Problem:
Lines with the word "black" are the ones wanted. Copy each of them from the entries below.

Entries shown:

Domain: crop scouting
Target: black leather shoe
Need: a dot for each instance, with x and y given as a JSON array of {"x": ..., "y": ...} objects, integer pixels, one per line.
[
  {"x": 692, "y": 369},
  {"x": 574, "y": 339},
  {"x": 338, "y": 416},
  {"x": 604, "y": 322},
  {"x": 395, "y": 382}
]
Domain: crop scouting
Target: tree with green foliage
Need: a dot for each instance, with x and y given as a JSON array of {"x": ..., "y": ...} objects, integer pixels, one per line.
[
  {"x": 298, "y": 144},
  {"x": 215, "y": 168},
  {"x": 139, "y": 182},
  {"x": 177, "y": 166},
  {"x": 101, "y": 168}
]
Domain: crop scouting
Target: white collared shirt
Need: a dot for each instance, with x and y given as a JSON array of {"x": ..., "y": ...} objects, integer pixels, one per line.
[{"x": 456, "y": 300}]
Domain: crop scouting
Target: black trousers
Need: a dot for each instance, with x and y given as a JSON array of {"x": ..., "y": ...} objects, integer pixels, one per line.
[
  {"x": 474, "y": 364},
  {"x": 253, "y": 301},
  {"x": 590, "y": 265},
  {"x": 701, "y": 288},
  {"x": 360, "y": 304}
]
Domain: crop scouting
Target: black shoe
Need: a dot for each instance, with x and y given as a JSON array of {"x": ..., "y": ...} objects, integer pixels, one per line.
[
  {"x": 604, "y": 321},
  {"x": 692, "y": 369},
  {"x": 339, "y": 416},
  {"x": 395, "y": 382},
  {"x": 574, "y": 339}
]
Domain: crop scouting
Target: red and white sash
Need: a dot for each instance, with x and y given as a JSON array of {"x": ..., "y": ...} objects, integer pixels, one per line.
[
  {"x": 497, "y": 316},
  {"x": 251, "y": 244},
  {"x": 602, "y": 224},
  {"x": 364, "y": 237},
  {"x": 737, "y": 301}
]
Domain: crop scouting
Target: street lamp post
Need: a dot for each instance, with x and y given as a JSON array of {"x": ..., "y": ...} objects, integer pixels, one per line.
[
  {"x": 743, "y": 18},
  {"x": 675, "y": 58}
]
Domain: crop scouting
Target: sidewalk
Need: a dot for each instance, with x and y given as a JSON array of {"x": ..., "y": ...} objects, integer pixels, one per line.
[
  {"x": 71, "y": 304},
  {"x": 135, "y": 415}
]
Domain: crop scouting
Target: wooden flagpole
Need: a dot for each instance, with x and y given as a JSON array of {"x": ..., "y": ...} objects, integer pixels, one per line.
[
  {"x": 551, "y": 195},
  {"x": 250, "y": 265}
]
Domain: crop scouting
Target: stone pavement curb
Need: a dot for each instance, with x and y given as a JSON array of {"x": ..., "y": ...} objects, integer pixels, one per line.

Solution for this exercise:
Target: black leather shoe
Target: black trousers
Target: black shoe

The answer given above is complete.